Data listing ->
----------

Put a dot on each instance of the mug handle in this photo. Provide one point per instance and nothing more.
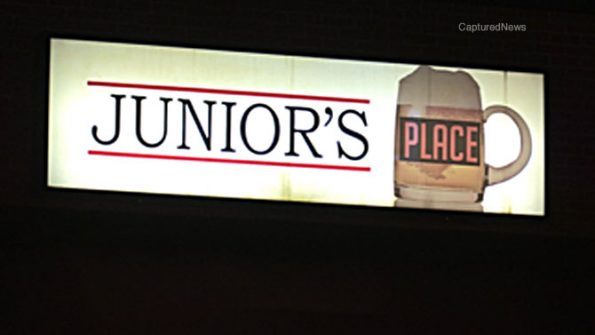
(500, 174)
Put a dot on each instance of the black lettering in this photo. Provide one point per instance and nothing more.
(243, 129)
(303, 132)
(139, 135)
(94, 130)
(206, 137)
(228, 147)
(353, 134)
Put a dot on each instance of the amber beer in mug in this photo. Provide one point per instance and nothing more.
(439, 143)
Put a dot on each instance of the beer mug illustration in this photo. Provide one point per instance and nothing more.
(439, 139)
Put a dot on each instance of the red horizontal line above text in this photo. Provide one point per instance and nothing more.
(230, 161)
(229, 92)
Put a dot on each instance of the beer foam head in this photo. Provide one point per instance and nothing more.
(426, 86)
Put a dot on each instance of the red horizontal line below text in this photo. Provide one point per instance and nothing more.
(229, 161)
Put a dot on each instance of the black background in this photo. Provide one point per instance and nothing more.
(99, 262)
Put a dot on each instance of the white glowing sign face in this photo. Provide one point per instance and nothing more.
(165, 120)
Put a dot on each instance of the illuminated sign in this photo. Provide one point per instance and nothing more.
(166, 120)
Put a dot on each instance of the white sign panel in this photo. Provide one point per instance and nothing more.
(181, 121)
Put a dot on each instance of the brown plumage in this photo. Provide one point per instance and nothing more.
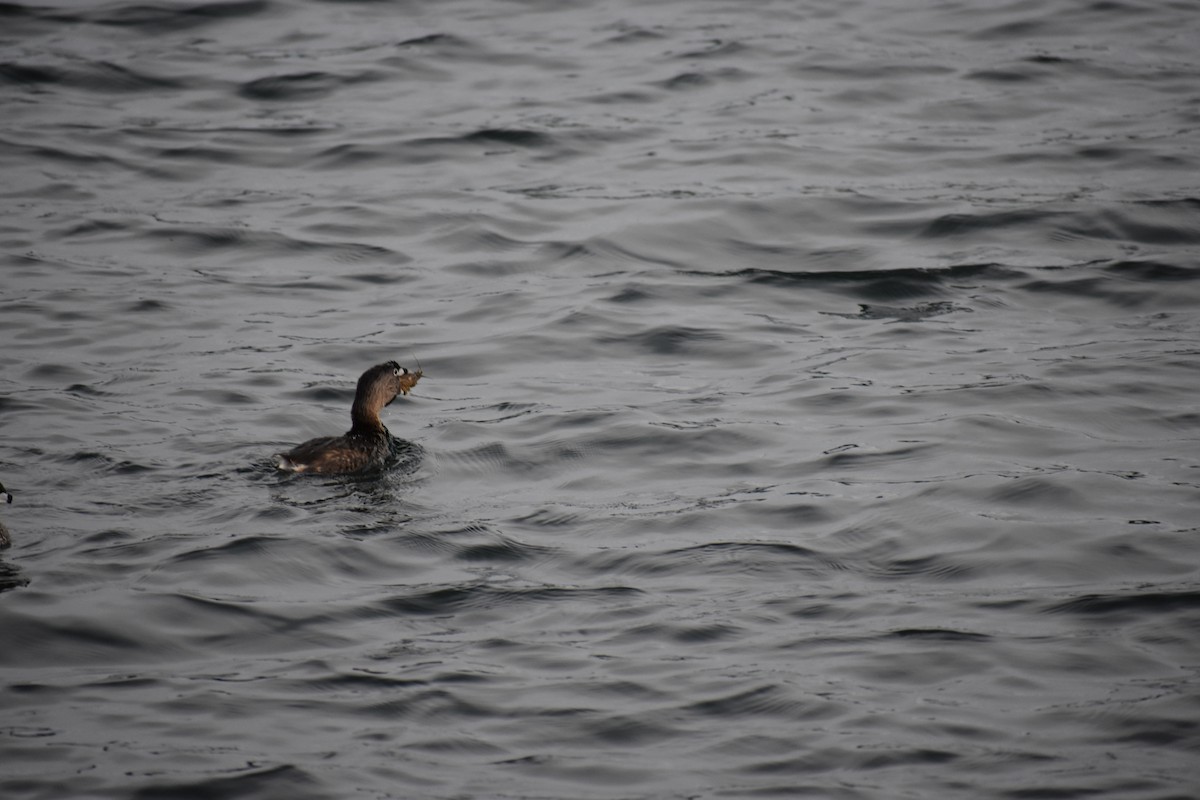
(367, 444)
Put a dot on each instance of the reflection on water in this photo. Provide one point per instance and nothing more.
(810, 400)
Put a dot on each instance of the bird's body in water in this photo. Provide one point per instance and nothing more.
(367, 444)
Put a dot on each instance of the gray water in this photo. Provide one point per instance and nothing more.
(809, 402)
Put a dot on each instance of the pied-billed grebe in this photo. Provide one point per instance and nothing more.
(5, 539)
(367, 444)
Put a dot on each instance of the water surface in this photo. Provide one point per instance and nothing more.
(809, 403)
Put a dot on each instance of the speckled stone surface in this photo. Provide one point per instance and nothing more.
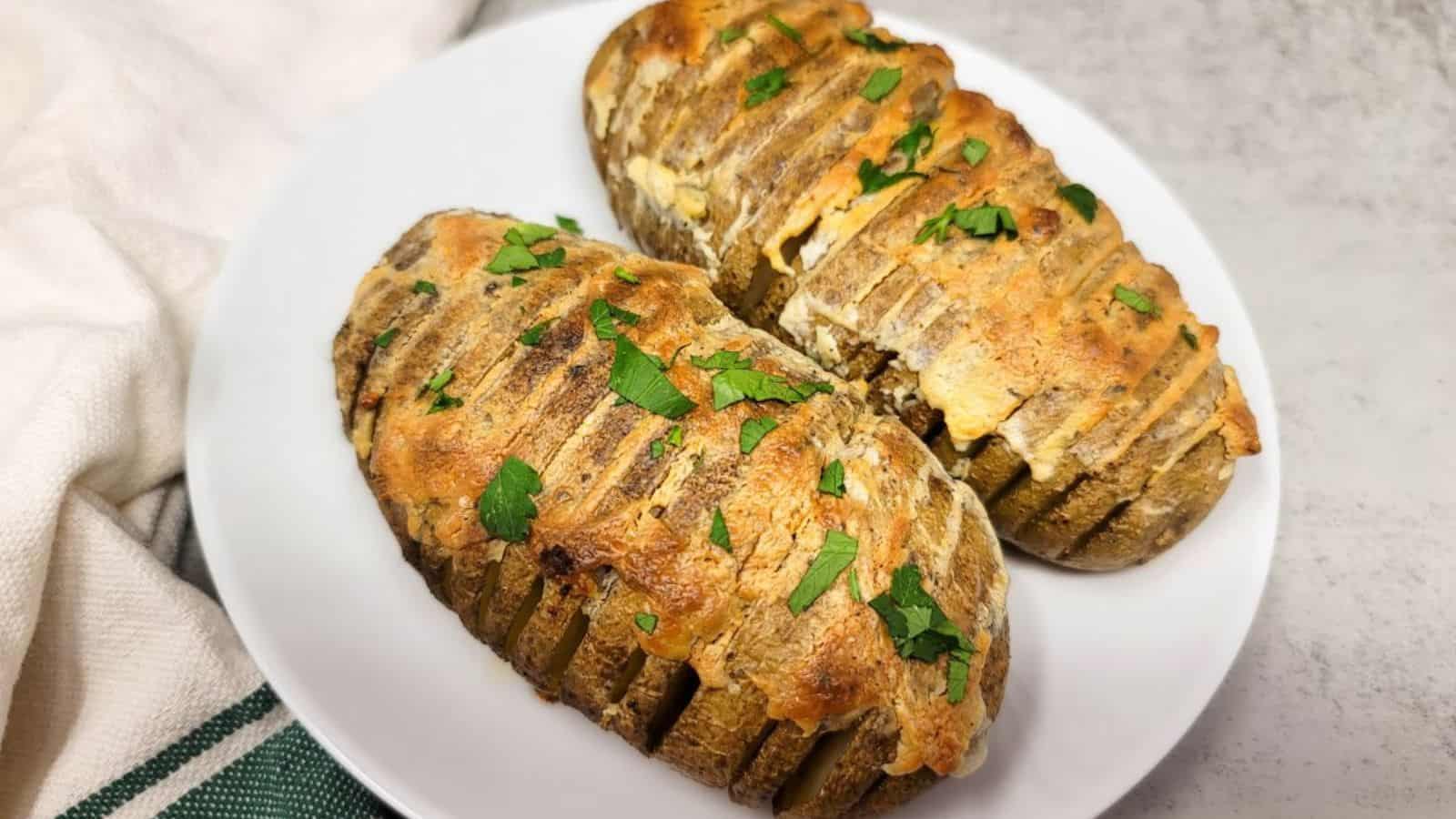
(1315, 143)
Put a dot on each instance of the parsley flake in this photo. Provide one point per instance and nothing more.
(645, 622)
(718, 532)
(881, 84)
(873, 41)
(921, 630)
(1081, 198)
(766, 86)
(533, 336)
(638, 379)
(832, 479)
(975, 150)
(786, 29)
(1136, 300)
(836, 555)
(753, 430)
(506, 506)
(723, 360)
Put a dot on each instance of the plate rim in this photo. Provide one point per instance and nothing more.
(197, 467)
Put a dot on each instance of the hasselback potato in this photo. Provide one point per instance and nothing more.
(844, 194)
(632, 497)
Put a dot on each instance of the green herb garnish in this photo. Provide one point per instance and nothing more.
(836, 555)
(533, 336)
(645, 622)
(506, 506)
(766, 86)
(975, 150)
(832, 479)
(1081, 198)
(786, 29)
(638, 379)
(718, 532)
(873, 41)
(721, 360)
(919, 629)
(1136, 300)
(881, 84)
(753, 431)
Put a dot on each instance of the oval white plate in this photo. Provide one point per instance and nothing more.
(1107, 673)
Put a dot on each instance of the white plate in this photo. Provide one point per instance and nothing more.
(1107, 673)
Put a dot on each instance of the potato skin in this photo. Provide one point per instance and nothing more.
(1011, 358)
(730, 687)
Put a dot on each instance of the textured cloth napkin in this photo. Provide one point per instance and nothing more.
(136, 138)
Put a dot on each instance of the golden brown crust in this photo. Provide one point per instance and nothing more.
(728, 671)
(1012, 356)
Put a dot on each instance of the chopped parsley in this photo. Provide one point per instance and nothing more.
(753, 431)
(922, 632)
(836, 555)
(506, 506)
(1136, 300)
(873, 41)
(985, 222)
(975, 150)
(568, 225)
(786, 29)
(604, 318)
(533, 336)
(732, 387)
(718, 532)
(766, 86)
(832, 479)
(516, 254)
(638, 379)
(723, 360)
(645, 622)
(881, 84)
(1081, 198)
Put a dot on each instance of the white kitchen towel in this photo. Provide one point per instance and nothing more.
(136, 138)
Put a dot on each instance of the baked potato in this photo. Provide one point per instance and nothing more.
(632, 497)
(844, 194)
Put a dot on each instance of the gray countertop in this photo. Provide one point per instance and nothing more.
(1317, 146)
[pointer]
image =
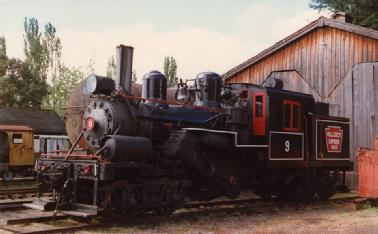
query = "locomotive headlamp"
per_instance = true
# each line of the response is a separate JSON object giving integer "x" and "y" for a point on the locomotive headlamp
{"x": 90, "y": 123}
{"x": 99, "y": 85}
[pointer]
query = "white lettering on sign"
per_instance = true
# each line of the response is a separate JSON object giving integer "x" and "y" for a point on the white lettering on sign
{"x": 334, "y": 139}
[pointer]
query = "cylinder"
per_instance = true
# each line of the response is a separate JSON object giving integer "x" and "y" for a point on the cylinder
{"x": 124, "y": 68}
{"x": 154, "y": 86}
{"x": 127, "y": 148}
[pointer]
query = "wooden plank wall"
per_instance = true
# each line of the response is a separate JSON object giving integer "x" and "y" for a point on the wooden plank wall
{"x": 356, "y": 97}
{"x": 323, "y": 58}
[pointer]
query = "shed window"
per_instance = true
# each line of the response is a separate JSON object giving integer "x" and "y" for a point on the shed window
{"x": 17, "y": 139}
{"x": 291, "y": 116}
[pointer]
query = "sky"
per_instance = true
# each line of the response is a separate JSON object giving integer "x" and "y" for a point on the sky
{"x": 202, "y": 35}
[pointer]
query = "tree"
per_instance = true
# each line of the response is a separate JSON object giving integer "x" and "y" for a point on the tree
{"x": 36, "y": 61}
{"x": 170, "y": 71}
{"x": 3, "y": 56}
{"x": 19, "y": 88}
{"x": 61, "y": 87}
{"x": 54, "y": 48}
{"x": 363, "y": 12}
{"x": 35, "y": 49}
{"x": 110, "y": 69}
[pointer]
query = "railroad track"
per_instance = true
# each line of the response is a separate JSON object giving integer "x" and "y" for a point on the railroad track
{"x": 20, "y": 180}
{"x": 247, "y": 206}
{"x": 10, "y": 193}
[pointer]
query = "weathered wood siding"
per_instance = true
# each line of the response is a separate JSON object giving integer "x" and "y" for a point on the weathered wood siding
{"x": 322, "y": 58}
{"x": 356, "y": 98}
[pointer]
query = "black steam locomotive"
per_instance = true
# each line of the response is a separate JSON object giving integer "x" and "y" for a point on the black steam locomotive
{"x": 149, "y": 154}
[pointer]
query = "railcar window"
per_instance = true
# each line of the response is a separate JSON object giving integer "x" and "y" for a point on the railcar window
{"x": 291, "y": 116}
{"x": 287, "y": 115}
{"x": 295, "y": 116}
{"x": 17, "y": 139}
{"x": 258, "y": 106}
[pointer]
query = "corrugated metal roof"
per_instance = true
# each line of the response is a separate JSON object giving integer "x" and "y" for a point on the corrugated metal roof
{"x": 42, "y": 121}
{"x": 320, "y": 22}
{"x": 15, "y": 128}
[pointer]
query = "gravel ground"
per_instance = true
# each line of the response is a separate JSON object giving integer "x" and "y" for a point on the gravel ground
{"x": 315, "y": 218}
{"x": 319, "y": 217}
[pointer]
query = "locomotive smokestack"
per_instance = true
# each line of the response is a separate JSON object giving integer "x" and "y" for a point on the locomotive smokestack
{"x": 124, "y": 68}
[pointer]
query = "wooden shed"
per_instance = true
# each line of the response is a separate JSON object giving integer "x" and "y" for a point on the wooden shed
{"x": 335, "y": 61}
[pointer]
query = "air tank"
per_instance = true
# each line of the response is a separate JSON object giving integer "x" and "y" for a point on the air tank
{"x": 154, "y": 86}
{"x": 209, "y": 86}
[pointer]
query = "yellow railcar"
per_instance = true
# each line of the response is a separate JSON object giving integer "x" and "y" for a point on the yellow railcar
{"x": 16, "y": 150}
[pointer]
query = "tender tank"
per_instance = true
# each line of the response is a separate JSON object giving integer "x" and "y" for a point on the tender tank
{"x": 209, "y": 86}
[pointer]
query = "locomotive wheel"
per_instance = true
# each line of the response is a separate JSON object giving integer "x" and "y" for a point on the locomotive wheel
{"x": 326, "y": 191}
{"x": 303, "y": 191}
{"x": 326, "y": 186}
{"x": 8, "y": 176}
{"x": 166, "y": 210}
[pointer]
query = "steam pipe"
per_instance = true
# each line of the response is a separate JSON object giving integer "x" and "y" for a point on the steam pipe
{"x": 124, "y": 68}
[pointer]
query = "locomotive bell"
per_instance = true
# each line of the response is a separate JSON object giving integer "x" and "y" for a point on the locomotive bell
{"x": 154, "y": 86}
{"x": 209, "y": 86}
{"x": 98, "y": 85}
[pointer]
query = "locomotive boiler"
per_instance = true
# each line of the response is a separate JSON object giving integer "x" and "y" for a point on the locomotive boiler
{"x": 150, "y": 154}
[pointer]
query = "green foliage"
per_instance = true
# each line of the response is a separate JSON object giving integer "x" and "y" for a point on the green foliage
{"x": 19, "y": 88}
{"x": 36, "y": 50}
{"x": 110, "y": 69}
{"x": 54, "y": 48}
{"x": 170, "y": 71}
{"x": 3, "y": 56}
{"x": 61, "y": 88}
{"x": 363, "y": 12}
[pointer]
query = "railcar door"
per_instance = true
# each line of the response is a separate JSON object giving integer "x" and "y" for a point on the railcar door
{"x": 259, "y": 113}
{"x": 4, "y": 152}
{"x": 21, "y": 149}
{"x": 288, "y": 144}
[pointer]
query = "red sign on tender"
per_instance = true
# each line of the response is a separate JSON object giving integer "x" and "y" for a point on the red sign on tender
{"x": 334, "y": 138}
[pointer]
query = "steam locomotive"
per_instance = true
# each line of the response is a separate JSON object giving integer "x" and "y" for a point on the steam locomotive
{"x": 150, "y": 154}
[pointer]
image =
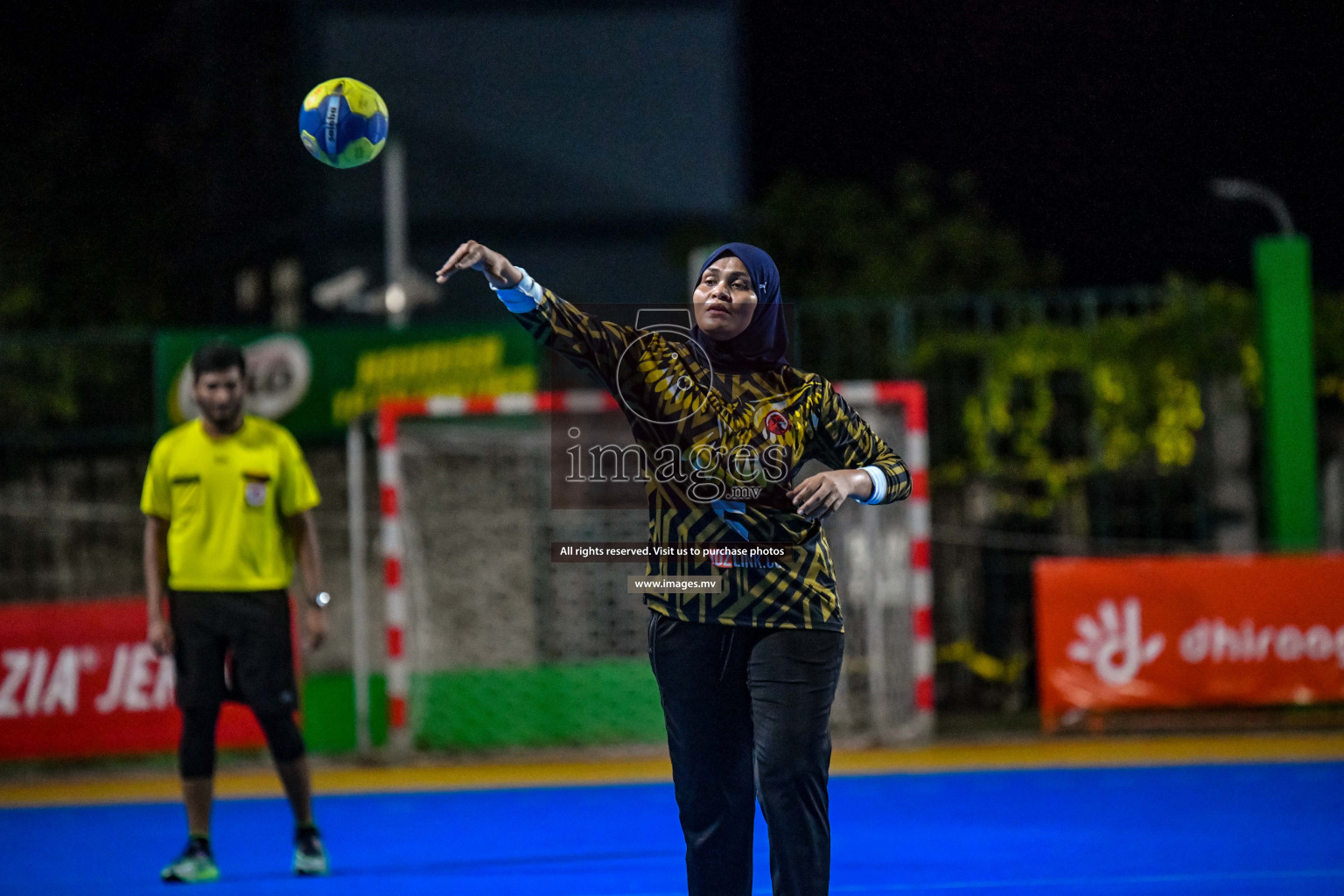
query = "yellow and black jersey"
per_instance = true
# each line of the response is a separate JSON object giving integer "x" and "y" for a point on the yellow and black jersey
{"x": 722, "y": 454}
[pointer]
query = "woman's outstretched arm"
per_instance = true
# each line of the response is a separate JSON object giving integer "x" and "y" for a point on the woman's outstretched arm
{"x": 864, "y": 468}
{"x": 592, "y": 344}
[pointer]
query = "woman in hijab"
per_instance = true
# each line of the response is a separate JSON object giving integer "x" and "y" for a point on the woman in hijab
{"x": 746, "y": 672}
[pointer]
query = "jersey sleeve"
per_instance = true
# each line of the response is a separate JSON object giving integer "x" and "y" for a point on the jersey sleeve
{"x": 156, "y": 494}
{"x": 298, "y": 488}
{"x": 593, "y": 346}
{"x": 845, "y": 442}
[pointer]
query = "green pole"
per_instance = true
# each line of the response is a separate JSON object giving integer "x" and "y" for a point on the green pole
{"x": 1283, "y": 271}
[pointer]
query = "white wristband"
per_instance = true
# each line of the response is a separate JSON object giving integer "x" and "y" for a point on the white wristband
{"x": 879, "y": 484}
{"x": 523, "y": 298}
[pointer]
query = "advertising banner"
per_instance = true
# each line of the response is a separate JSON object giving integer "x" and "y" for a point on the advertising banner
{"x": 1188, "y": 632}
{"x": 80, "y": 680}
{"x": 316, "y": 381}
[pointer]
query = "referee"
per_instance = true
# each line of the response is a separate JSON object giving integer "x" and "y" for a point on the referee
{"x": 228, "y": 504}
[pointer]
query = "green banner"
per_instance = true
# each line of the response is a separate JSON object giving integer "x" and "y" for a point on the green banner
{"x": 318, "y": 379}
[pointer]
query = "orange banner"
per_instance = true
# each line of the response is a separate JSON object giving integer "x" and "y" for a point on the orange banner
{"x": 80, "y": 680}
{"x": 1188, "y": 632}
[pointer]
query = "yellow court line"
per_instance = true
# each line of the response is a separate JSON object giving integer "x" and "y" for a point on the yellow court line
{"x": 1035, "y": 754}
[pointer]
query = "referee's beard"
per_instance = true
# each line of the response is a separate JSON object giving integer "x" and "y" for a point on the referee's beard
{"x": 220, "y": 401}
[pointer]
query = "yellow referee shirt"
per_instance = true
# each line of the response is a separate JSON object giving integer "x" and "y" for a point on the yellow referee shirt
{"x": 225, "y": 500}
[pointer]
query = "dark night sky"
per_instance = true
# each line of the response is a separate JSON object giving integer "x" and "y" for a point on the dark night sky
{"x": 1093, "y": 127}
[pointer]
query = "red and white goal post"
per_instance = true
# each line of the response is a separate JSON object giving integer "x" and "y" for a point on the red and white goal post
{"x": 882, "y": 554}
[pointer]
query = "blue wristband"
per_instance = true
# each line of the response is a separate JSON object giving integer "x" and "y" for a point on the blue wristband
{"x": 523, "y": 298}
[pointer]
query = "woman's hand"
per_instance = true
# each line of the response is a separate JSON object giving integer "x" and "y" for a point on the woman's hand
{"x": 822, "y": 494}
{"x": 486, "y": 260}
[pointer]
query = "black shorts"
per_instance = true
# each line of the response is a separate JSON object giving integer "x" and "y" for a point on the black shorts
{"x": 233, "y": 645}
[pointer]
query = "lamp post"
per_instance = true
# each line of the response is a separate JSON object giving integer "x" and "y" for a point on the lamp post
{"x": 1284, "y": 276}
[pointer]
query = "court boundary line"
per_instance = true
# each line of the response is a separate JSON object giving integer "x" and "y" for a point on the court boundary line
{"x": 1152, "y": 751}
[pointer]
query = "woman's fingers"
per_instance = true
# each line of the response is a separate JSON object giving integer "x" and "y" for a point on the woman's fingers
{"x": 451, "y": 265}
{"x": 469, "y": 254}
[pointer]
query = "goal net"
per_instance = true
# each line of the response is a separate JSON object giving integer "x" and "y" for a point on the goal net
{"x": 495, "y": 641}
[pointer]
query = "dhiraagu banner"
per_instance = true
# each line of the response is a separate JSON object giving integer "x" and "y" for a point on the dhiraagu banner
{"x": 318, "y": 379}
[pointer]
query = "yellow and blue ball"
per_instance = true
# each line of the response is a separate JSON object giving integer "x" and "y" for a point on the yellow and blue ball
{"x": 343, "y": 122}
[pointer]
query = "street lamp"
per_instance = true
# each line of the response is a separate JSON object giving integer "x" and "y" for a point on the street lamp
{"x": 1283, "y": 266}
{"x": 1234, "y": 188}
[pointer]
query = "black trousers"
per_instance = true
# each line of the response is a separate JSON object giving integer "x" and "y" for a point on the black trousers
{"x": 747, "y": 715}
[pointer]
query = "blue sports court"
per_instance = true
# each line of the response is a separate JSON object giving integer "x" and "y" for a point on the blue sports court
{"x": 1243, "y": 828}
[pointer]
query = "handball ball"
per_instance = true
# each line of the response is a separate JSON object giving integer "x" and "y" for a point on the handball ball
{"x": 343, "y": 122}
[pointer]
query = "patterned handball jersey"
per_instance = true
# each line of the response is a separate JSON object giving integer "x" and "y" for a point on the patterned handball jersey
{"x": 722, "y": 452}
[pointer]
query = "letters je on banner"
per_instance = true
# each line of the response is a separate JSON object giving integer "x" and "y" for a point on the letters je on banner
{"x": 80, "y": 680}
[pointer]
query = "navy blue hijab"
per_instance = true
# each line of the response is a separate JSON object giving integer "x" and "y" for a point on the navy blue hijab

----------

Instructions to follow ->
Copy the stretch of the listing from the line that contains "Put a dot on each instance of the illuminated" through the line that contains "(1315, 143)", with both of those lines included, reproducing each line verbatim. Leave the pictures out of your copy.

Output below ->
Put a dot on each instance of the illuminated sign in this photo. Provide one point per instance and nothing more.
(166, 120)
Put a dot on each instance of the white sign panel in this photo. Provide one point per instance and nothing more.
(181, 121)
Put a dot on each instance of the brown plumage in this photo. Provide one point per instance and nothing more.
(367, 444)
Put a dot on each instance of the reflection on water in this photo. Provide one point per instance and nothing more.
(810, 400)
Put a dot on each instance of the bird's body in water in this photo. Provide one point per instance and nothing more.
(367, 444)
Put a dot on each instance of the gray water in this photo. Provide one point per instance and nothing more.
(809, 402)
Put a dot on each instance of the pied-billed grebe in this photo. Provide one point per instance and nothing more.
(5, 539)
(367, 444)
Put a dot on each instance of the water surface in this photo. Provide one point per instance and nothing more.
(809, 403)
Put a dot on each instance of the speckled stone surface in this photo. Provide one point per instance and nothing more.
(1315, 143)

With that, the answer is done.